- Stated goal -
Could you transcribe, character for character, the lines of the entries from the one containing "Query: shoreline" through the last line of the entries?

**** Provided data ****

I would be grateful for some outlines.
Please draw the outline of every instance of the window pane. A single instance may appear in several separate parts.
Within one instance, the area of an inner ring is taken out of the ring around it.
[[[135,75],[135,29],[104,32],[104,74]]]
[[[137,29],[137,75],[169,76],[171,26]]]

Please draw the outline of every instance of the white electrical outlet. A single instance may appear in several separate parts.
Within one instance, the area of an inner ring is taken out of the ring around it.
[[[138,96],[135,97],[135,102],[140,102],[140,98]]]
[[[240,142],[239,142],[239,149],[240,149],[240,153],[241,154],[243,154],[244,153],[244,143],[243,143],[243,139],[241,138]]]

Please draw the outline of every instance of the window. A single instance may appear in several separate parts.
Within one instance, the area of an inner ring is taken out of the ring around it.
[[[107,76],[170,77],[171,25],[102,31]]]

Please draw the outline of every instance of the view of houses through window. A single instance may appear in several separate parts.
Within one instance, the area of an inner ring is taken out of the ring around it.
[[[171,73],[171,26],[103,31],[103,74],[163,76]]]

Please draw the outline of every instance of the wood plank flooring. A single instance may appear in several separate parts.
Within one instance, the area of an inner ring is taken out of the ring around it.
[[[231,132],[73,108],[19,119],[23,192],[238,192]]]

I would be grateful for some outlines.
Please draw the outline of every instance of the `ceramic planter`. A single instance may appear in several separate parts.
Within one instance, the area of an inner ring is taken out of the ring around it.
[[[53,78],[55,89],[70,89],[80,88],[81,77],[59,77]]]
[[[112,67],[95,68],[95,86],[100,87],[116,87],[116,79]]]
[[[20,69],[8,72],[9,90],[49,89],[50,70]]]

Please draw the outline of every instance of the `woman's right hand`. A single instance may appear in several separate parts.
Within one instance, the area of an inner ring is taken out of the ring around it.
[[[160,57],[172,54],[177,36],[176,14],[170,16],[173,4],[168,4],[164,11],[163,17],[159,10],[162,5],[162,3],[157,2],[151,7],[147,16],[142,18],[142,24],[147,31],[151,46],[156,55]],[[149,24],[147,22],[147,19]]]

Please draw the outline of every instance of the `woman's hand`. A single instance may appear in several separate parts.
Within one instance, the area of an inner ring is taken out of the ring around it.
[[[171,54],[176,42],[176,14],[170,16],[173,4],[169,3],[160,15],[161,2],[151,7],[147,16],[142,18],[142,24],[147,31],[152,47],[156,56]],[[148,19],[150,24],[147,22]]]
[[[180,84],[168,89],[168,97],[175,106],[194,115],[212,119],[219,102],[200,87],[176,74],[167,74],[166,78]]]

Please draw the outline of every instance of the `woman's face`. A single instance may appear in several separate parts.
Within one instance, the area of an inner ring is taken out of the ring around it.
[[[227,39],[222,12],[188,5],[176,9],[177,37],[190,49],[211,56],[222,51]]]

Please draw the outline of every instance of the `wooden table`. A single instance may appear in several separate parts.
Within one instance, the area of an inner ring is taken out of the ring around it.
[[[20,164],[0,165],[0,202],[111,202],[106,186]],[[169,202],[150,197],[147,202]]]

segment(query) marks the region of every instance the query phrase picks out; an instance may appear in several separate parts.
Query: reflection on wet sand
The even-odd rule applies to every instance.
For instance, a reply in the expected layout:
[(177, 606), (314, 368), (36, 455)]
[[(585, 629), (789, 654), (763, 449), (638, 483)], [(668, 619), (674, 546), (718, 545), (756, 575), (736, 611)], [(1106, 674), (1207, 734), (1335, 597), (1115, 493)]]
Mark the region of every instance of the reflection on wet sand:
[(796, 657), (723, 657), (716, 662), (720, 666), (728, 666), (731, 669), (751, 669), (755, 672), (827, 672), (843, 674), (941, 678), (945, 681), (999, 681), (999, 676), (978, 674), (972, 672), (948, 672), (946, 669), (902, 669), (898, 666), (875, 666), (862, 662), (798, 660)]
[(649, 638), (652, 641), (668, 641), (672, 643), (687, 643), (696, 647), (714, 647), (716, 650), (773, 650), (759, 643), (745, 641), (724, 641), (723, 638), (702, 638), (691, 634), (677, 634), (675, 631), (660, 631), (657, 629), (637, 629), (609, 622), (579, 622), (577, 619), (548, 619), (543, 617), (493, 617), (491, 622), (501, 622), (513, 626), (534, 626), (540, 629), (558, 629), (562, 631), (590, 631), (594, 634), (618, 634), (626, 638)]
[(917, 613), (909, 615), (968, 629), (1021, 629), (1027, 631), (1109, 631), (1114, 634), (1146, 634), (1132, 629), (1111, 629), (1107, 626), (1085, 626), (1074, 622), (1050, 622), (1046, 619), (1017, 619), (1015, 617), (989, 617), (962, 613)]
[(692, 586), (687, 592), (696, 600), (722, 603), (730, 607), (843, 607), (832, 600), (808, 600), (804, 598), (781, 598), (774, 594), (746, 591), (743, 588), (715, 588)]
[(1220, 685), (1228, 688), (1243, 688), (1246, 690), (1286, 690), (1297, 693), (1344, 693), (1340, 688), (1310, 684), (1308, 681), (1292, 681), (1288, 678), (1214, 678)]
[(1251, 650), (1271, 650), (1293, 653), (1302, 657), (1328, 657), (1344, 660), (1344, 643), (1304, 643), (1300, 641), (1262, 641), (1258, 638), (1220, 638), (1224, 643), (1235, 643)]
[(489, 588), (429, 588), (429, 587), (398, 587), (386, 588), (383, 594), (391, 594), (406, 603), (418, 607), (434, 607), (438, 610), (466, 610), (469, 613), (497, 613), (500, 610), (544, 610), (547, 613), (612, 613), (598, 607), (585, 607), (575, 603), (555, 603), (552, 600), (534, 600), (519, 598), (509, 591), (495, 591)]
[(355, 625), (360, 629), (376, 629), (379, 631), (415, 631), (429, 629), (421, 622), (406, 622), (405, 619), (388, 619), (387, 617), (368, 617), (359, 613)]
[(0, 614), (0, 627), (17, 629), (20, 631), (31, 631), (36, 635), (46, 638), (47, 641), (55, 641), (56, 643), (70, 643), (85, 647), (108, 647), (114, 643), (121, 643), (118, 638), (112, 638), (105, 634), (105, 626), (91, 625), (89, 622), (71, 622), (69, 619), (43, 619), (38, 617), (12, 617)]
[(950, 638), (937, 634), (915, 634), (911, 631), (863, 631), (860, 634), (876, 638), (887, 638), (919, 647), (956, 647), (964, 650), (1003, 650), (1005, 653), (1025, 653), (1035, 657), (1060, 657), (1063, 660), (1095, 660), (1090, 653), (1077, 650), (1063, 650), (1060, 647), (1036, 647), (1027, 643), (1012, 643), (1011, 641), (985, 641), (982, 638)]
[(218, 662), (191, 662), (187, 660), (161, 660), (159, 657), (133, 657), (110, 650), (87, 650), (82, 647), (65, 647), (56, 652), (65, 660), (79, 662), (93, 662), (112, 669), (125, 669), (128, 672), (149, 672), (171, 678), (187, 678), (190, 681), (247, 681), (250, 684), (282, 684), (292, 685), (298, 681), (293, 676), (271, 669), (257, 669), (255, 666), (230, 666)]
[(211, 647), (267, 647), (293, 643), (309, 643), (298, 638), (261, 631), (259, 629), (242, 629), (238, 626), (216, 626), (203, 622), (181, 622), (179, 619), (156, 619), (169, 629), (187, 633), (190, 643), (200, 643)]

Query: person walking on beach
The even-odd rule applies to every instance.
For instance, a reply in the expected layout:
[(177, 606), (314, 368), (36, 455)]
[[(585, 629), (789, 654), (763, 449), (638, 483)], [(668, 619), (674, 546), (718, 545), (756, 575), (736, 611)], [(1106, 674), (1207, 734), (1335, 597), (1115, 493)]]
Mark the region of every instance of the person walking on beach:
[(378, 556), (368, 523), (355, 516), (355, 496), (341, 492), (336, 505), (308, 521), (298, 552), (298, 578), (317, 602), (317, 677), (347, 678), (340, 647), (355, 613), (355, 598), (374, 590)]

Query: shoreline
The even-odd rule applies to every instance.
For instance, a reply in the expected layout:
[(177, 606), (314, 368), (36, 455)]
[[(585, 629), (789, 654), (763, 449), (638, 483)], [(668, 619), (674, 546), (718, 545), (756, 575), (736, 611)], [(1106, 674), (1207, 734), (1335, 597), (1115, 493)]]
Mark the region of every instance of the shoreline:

****

- Result -
Query: shoreline
The even-odd rule applies to every instance.
For instance, a reply in the expected layout:
[(177, 606), (314, 368), (36, 455)]
[[(585, 629), (789, 654), (763, 449), (638, 483)], [(668, 619), (674, 546), (718, 545), (756, 575), (736, 611)], [(1106, 674), (1207, 734), (1335, 597), (1115, 493)]]
Mark the region of every instance of the shoreline:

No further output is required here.